▶ _Written request_
Filter the records below, keeping only the lines that contain the word "gray", and copy each of those lines in full.

[Source records]
○ ○ ○ ○
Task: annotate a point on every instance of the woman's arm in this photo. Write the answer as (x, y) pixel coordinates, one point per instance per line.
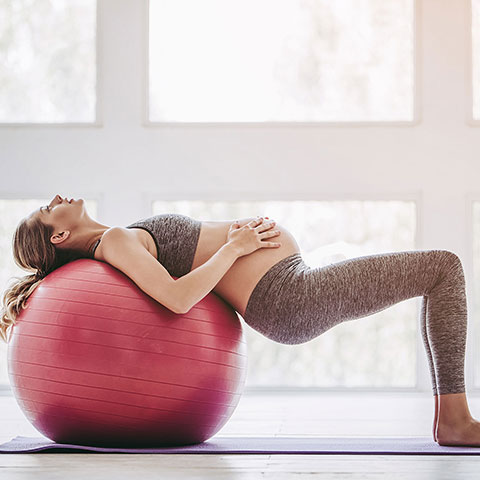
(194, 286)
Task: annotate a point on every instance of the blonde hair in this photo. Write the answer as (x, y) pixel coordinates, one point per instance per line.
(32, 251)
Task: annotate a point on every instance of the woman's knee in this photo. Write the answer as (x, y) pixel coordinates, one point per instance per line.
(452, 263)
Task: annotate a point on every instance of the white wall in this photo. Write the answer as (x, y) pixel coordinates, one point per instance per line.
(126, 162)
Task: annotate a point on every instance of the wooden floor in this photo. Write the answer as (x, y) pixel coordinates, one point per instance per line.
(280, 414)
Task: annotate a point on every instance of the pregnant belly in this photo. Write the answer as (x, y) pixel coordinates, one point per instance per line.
○ ○ ○ ○
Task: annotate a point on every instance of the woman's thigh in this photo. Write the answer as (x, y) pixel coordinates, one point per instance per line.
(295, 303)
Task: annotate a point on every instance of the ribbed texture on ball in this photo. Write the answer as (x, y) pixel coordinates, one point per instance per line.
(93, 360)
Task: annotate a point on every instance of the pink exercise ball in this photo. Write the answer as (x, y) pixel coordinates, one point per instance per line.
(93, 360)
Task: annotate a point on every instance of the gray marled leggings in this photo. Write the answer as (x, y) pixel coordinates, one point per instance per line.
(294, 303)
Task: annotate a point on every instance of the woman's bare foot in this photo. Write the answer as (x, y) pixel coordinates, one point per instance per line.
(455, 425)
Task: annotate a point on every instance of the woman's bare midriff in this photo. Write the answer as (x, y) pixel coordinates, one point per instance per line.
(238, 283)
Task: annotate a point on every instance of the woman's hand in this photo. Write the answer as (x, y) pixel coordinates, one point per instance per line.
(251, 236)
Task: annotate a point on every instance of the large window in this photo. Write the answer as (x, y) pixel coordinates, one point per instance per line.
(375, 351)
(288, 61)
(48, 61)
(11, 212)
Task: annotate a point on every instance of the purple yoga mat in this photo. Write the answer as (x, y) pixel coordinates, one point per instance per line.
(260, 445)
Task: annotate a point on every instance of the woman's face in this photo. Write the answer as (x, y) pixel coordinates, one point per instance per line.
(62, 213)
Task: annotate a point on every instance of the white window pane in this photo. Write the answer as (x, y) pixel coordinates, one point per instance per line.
○ ○ ○ ○
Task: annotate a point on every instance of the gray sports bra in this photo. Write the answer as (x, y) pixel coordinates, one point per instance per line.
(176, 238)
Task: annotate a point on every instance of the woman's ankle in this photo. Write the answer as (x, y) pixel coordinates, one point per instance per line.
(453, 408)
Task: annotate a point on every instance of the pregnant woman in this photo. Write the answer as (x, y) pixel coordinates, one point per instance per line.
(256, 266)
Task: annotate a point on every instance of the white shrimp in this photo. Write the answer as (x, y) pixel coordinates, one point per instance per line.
○ ○ ○ ○
▶ _Solution_
Task: annotate a point on every instance of the gray marled leggings in this photo. Write the answer as (x, y) pixel coordinates, one point per instance per line.
Task: annotate a point on every instance of the gray sports bra in this photo. Write the answer as (x, y) pixel coordinates, one point per instance per line.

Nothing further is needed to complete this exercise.